ТЕКСТ ДОКУМЕНТА:
Наутро сели в тот же МАЗ и целый день тащились до Тайшета. Скоп, нездорово, бессонно опухший, пошутил, когда проезжали мимо готового полотна:

— А этот очерк мы назовем «Последний костыль», нет, лучше — «Еловый костыль Юрия Скопа».

В Иркутске ждала его только что вышедшая, как бы в утешение, книжечка — «Земля первых», рассказывающая как раз о жителях Саранчета. Несколько оправившись, отлежав положенное, Скоп на костылях принимал поздравления. Маленькая эта книжечка, в сущности, тоже проба восторженных сил, вызвала прилив какой-то особой, согорделивой, что ли, радости у нас, его сверстников: ну, вот, лиха беда начало, есть первая ласточка, первый блин, видно, не за горами и другие наши книжки, — не знаю, получал ли Скоп потом, по выходе своих других, уже серьезных книг столько товарищеской, окрыляющей доброты. Говорю не к тому, что раньше мы были лучше, но что сердечнее, искреннее — несомненно.

Описания областей на естественном языке:
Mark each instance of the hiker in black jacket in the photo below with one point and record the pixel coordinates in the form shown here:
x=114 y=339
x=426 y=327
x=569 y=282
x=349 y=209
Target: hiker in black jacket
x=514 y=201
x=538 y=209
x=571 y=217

ВАШЕ ЗАДАНИЕ:
Допишите воспоминания о Юрии Скопе, продолжив их после последнего приведенного предложения.

ОТВЕТ НА ЗАДАНИЕ:
В июле 62-го взяли отпуск и поехали со Скопом на трассу нефтепровода Туймазы — Ангарск, намереваясь, как принято говорить, собрать материал для повести и, возможно, начать ее — решительности нам было не занимать. Как не надо было занимать и уверенности, что поступаем правильно: по Сибири в это время многие литераторы собирали материал, чтобы изложить его в форме повестей ли, романов, причем литераторы эти с гордостью сообщали о своем собирательстве по радио и в газетах — вот мы и решили, что не лыком шиты. Лишь позже, с трудом освободившись от власти расхожей формулы: увидел — восхитился — написал, мы поняли — не надо специально ездить собирать материал, куда-то ездить для изучения жизни, не надо глядеть на людей с романно-прицельным прищуром, надо просто жить, в меру твоего сердца делить с соотечественниками горе и радость, и если течение жизни заденет в тебе болевой нерв, некое седьмое чувство, и ты поймешь, что не можешь не откликнуться на этот толчок, на эту боль — вот тогда собери свои мысли, собери душевные силы, примерься к перу, — должно быть, это лучший вид писательского собирательства. «Сюжет для небольшого рассказа» — будничная рабочая памятка классика, результат умственного и сердечного отбора, но не специального поиска, одна лишь капля из житейского моря, а мы как бы заранее условились раздробить жизнь на сюжеты и сюжетики, которые осталось вроде только собрать, но не прожить. Поэтому, видимо, так часто досаждают нам холодные и пустые сочинения, возникшие от избытка собранного материала, а не от прожитых сердцем «сюжетов».